PAGE EXCERPT →
——————————

This cell defines `latex_answer_check` function which is used to for the MATH test dataset
"""


def latex_answer_check(model_ans, gt, split, extract_policy: str, eval_policy: str):
    # Step 1: Extract answer from response
    if split is not None:
        model_ans = extract_answer(model_ans, split, extract_policy=extract_policy)
    if model_ans is None:
        return False

    # Step 2: Remove boxes and perform literal check
    # Compare strings character by character after simple processing including remove $%.
    # First we remove the boxes in the string but keeps the content
    # \boxed{\frac{13}{4}} --> \frac{13}{4}
    model_ans_norm = string_normalization(model_ans)
    model_ans_norm_wo_boxes = remove_boxes_keep_content(model_ans_norm)
    gt_norm = string_normalization(gt)
    gt_norm_wo_boxes = remove_boxes_keep_content(gt_norm)

    literal_check_result = literal_check(
        remove_prefix_and_suffix(model_ans_norm_wo_boxes),
        remove_prefix_and_suffix(gt_norm_wo_boxes),
    )
    if literal_check_result is not None:
        return literal_check_result

    # Step 3: Attempt to parse -- single
    # Treat a string as a single number/extract a single number from a string and then compare.
    #
    # If we can accept a few mistakes, we try to extract numbers from the answers and compare them
    if eval_policy == "aggressive":
        # We wan't to use raw model_ans to keep the $$
        # $13$ meters --> $13$ --> 13
        model_ans_num_lst = search_for_numbers(model_ans)

        # We want the original answer has $$
        # This way we are able to consider the answer as a whole
        # We don't want \frac{13}{4} --> [13, 4] to be considered as 2 numbers
        if gt[0] != "$" or gt[-1] != "$":
            gt_num_lst = search_for_numbers("$" + gt + "$")
        else:
            gt_num_lst = search_for_numbers(gt)

        # We want to judge only those answers that contain only one number that represents the full meaning of the original string.
        # If the string still has LaTeX components or variables in addition to this number, then we believe that this number may not represent the meaning of the answer.
        # Here we must be really really careful.
        # x \\leq -5 vs. x \\geq -5
        # (-\\infty, 5) vs. (5, +\\infty)
        # TODO: We may have better methods to check if the numbers are simple enough
        if (
            len(model_ans_num_lst) == 1
            and len(gt_num_lst) == 1
            and not has_structure(model_ans.replace(model_ans_num_lst[0], ""))
            and not has_structure(gt.replace(gt_num_lst[0], ""))
        ):
            model_num = remove_prefix_and_suffix(
                remove_boxes_keep_content(remove_text_box_only(model_ans_num_lst[0]))
            )
            gt_num = remove_prefix_and_suffix(
                remove_boxes_keep_content(remove_text_box_only(gt_num_lst[0]))

——————————

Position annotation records

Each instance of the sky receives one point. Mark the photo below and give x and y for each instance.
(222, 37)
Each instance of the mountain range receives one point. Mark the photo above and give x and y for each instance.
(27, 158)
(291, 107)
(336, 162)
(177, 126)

——————————

TASKS →
A) Answer these questions about the page excerpt:
(i) What does the function return when model_ans is None?
(ii) Which function removes the boxes from a string but keeps their content?
(iii) What value must eval_policy have for the function to try extracting numbers from the answers?
B) In the listing, change "mountain range" to "mountain chain" in the lines starting with the line with "Each instance of the mountain" and going on through the end of the listing, and give only those lines with everything else unchanged.
The listing has no connection to the page excerpt above it.

RESULTS FOR THE EXERCISE →
A)
(i) False
(ii) remove_boxes_keep_content
(iii) "aggressive"

B)
Each instance of the mountain chain receives one point. Mark the photo above and give x and y for each instance.
(27, 158)
(291, 107)
(336, 162)
(177, 126)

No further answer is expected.